** Start of Data for processing **

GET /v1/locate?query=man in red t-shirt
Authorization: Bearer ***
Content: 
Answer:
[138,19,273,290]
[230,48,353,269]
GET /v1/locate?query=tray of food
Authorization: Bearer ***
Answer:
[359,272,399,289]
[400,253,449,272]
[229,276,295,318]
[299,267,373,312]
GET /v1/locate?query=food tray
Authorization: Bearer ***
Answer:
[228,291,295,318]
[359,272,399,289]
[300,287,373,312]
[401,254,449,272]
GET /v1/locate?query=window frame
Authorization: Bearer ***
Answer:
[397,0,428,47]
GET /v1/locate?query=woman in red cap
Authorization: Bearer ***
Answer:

** End of Data for processing **
** Start of Data for processing **

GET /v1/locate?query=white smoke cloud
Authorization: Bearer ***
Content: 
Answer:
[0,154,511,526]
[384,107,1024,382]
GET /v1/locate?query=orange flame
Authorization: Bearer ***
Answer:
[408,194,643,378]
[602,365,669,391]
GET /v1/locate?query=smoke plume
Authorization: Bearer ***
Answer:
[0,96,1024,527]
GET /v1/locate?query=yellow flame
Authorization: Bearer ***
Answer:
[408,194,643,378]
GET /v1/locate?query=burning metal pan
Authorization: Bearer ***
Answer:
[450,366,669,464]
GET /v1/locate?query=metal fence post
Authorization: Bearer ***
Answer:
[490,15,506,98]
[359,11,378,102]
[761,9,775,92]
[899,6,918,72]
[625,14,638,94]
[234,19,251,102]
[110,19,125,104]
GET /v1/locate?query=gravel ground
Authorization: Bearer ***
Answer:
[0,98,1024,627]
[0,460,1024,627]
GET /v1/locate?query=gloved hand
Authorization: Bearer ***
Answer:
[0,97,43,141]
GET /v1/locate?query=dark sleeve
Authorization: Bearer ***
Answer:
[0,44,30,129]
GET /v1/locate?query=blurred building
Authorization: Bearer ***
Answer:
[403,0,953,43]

** End of Data for processing **
** Start of Data for processing **

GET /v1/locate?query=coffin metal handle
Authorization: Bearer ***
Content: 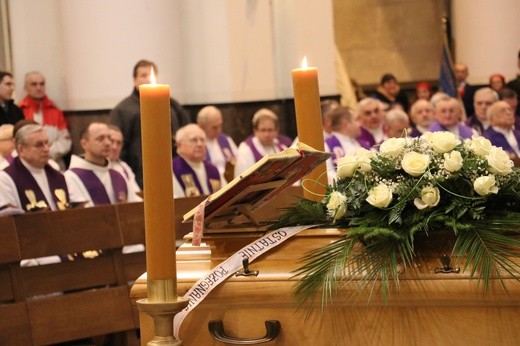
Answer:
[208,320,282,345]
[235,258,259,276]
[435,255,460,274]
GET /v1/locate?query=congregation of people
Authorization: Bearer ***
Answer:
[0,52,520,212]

** End of Data for processing **

§ What needs to be done
Copy out the part of the data that opens with the line containing "GET /v1/locate?query=blurred building" and closes with the line containing "[403,0,953,43]", reproducing every line without change.

§ Solution below
GET /v1/locate?query=blurred building
Authorization: Bearer ***
Answer:
[403,0,953,43]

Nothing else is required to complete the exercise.